Text passage:

DULUTH – Conrad Sunde IV, a firefighter who got into a physical altercation with a trail-user who admonished him for violating the city’s leash laws, has been found guilty of felony third-degree assault.

Judge Theresa Neo issued her written ruling on Monday. The defense waived a jury trial in favor of a daylong bench trial in early April. Both lawyers submitted written closing statements in May.

The court’s findings and a sentencing date will be scheduled later.

“The state is pleased with the court’s finding of guilt,” St. Louis County Attorney Nathaniel Stumme said. “We will now focus on facilitating the victim’s right to express the full impact of this brutal assault on her life and those who enjoy our local trail system.”

Chief Administrative Officer Noah Schuchman said Sunde, 50, is currently employed by Duluth as a firefighter. The felony has been reported to the boards that regulate EMT certification and firefighter licensure.

“How these regulatory agencies will rule, or when, is outside the city of Duluth’s control,” according to Schuchman.

Mary Modec, 67, testified that she encountered Sunde, who was on a bicycle alongside three off-leash dogs, on July 10, 2020. She reminded him of the ordinance about leashing animals, then reached for her phone so she could take a photograph and report him. In turn he swore at her, lifted his front bicycle tire and knocked her to the ground.

He kneeled on her shoulder and pushed her face into the ground, she said.

Sunde testified that his actions were in self-defense. He saw the pepper-spray canister hanging from a lanyard around Modec’s neck and thought she was going to use it against him. He believed his response was reasonable, he said, a series of actions the longtime firefighter with a military background described as “shield, block, disarm.”

Task item A:
In the article on the Duluth firefighter's assault case, change "trail system" to "park system" and write out the passage, starting with "The court’s findings" and going on through "and firefighter licensure.".
Task item B:
Continue the article on the Duluth firefighter's assault case from its final sentence.

Provided data:
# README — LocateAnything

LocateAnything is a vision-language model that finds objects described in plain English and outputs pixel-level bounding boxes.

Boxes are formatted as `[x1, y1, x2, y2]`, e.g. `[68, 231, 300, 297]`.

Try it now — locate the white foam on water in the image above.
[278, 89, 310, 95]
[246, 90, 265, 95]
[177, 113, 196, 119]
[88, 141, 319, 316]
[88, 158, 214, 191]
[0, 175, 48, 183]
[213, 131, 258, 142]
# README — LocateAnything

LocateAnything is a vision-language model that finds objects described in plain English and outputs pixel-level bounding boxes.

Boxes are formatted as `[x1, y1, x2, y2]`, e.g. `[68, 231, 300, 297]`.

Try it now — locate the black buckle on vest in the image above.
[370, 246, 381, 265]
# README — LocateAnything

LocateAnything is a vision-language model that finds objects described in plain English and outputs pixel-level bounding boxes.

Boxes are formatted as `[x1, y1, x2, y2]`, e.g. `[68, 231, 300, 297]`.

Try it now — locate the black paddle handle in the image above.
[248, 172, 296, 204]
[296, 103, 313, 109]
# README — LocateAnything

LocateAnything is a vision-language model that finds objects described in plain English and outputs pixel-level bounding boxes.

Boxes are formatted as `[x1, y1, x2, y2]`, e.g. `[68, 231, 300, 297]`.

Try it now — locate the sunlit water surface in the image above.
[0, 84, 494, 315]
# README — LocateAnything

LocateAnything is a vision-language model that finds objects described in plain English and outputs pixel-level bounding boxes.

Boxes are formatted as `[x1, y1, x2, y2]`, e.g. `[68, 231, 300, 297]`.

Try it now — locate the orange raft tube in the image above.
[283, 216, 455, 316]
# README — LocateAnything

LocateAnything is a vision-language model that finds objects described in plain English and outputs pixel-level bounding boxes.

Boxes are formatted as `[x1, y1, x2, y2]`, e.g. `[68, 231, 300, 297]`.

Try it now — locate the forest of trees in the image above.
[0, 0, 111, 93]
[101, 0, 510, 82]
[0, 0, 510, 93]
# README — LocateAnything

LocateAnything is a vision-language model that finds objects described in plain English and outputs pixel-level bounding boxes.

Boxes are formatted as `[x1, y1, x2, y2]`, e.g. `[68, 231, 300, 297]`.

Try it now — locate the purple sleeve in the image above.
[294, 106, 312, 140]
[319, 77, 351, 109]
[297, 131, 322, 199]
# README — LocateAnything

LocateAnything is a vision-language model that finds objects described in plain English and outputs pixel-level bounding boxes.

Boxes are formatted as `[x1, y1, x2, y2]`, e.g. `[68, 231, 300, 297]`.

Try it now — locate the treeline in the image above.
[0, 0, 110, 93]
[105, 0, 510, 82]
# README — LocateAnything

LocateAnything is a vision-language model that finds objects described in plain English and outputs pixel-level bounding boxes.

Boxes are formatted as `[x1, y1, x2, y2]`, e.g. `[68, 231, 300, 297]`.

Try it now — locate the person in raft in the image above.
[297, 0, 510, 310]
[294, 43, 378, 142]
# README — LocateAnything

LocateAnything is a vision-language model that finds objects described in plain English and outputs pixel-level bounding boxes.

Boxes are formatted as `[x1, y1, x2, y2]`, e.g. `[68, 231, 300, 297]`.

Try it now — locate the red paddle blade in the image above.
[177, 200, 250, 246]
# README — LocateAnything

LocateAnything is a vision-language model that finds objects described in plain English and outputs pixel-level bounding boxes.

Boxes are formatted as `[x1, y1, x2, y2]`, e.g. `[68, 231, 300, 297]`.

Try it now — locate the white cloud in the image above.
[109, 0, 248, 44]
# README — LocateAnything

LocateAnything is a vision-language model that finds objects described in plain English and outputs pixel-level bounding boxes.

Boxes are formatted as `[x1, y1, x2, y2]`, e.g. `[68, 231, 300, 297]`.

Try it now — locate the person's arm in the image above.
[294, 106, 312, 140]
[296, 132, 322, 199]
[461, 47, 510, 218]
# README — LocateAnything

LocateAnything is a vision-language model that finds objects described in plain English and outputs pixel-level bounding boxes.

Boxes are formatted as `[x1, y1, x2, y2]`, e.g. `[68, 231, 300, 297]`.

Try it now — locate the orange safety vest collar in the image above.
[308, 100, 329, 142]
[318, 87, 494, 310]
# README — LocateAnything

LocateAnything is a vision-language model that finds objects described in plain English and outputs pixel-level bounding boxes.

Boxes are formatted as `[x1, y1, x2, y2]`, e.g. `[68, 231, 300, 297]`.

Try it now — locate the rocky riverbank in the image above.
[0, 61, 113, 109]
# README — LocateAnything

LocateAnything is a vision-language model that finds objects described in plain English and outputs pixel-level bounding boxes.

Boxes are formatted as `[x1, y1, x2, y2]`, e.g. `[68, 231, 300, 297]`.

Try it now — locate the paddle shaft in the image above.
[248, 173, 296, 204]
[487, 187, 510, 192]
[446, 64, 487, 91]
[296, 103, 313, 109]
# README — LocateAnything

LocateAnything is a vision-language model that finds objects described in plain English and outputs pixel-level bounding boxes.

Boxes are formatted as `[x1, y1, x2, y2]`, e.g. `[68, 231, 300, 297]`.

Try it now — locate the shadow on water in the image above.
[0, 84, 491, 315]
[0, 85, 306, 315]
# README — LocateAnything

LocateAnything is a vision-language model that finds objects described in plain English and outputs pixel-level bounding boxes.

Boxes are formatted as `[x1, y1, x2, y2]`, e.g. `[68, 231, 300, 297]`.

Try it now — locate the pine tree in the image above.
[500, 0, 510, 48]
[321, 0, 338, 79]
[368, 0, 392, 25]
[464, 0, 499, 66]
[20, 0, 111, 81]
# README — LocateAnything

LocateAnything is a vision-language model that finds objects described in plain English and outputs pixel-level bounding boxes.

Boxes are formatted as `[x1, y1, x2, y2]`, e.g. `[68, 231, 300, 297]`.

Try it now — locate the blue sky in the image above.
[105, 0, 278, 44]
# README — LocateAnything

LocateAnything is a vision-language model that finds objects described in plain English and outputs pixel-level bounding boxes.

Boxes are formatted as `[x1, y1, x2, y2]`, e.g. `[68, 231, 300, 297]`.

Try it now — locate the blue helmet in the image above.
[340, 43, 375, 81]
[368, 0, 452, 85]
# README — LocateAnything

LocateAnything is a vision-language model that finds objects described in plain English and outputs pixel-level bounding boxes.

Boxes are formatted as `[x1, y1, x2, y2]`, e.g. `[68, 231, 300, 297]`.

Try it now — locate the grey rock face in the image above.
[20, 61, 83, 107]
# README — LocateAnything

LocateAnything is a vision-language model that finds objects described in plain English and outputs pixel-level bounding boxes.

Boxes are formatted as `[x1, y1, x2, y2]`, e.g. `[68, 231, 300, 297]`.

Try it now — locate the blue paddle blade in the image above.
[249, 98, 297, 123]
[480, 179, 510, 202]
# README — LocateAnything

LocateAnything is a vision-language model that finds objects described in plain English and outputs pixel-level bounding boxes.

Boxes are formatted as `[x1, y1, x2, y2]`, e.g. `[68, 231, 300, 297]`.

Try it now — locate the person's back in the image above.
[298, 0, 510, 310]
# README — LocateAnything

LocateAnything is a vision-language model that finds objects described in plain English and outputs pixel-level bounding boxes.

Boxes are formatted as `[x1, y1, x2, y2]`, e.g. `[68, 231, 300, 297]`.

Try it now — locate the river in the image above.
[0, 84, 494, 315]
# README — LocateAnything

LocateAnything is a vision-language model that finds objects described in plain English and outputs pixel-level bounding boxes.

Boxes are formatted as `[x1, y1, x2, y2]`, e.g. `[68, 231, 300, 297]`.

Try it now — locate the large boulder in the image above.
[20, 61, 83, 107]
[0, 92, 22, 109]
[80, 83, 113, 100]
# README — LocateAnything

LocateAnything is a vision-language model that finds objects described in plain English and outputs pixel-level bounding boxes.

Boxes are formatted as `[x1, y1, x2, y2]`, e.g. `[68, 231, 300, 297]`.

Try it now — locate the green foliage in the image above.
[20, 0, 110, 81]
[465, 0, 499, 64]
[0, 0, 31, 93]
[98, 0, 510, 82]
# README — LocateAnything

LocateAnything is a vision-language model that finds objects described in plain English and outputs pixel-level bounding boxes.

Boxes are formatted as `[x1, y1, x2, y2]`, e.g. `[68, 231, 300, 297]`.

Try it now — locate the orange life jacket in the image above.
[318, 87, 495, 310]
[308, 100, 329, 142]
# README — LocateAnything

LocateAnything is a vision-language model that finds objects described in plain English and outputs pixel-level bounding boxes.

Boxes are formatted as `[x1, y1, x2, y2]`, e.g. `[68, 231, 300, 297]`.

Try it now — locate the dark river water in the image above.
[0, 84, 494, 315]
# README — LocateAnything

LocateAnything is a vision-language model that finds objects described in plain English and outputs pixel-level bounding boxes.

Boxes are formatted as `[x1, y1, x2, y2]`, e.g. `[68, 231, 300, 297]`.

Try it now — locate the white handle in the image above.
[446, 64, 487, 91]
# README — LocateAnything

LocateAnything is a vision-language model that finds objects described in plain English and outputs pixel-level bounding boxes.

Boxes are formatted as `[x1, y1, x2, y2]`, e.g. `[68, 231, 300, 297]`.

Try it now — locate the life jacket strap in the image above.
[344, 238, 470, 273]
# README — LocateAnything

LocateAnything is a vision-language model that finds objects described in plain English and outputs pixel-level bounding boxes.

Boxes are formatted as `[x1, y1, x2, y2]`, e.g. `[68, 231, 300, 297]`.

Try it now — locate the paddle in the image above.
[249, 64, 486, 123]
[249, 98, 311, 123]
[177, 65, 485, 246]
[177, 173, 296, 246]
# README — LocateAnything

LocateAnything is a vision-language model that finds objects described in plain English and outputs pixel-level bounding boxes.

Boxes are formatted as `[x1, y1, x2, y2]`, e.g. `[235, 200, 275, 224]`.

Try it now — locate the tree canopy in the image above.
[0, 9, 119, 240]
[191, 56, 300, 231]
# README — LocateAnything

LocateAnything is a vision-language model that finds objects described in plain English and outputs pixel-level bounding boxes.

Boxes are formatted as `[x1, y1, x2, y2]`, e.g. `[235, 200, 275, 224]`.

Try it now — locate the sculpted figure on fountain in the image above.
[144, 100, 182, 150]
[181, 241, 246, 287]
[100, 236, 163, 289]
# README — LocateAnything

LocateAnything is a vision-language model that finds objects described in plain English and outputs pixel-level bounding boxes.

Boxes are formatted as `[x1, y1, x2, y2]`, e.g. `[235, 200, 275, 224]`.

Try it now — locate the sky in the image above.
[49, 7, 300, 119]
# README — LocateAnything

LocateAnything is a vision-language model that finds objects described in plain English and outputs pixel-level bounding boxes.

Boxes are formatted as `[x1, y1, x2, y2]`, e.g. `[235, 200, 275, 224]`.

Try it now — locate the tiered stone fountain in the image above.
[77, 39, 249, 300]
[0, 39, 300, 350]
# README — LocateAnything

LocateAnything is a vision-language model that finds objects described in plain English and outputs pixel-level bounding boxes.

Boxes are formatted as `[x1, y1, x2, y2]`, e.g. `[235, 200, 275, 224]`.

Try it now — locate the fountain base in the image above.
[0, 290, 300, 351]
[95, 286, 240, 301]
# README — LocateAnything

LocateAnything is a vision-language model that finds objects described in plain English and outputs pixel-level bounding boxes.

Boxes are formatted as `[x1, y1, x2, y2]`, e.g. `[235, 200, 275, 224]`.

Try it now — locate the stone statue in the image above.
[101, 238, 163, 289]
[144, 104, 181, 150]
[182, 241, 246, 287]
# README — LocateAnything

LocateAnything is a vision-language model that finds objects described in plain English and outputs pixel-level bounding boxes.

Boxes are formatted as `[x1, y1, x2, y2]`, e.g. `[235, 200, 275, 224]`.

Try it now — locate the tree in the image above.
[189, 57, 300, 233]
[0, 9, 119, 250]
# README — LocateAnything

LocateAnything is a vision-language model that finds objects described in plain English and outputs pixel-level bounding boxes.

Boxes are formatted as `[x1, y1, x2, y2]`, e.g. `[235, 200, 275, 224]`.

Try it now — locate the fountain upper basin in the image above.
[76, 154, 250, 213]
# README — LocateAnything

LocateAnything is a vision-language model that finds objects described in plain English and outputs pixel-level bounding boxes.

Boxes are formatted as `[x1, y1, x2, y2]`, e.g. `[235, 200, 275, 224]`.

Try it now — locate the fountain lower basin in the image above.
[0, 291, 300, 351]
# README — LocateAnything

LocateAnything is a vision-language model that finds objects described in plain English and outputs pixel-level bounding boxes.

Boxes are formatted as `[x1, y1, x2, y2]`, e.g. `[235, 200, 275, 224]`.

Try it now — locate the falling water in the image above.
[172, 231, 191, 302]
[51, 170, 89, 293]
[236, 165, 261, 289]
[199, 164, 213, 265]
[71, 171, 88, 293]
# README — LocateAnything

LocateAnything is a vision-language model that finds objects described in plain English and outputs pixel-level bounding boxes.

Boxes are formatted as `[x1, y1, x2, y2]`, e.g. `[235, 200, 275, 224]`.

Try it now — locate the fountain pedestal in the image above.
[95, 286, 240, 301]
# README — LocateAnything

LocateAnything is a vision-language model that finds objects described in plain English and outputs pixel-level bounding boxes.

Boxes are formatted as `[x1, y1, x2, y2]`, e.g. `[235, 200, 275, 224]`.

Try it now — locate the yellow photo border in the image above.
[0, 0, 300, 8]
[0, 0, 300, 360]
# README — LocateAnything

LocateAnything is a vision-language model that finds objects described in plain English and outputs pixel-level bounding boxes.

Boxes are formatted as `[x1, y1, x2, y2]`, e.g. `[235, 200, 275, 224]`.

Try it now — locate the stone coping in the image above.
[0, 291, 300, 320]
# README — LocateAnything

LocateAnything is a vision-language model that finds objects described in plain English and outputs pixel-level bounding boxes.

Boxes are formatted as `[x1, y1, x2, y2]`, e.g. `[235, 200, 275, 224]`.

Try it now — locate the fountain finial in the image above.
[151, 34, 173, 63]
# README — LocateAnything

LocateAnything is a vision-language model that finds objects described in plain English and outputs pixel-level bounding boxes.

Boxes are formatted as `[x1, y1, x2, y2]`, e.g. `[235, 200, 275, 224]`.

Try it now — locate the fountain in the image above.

Expected output A:
The court’s findings and a sentencing date will be scheduled later.

“The state is pleased with the court’s finding of guilt,” St. Louis County Attorney Nathaniel Stumme said. “We will now focus on facilitating the victim’s right to express the full impact of this brutal assault on her life and those who enjoy our local park system.”

Chief Administrative Officer Noah Schuchman said Sunde, 50, is currently employed by Duluth as a firefighter. The felony has been reported to the boards that regulate EMT certification and firefighter licensure.

Expected output B:
He tossed her cellphone out of reach.

Modec’s nose and glasses were broken, she has a scar on her arm and a permanently bruised eye, she said. She needs to have surgery if she wants to again breathe normally. Photos of Modec’s face were widely shared on social media along with a description of Sunde and his dogs. He turned himself in to the West Duluth police station later that same day.

The defense, in its written closing statement, argued that Modec’s version of the physical altercation has not been consistent — between what she told a police officer, a doctor and later testified in court. The chemical irritant she said was tucked into her shirt must have been visible for Sunde to respond the way he did, according to defense attorney David Keegan.

Stumme argued that Sunde’s actions might have been out of character but they were not justified.

“In the end, even if Mr. Sunde is believed, the threat he faced amounted to a 65-year-old woman standing on a trail with her hand on a small cannister of chemical irritant held against her body on a lanyard around her neck who had neither threatened its use nor put it in a position to deploy,” he wrote in his closing statement.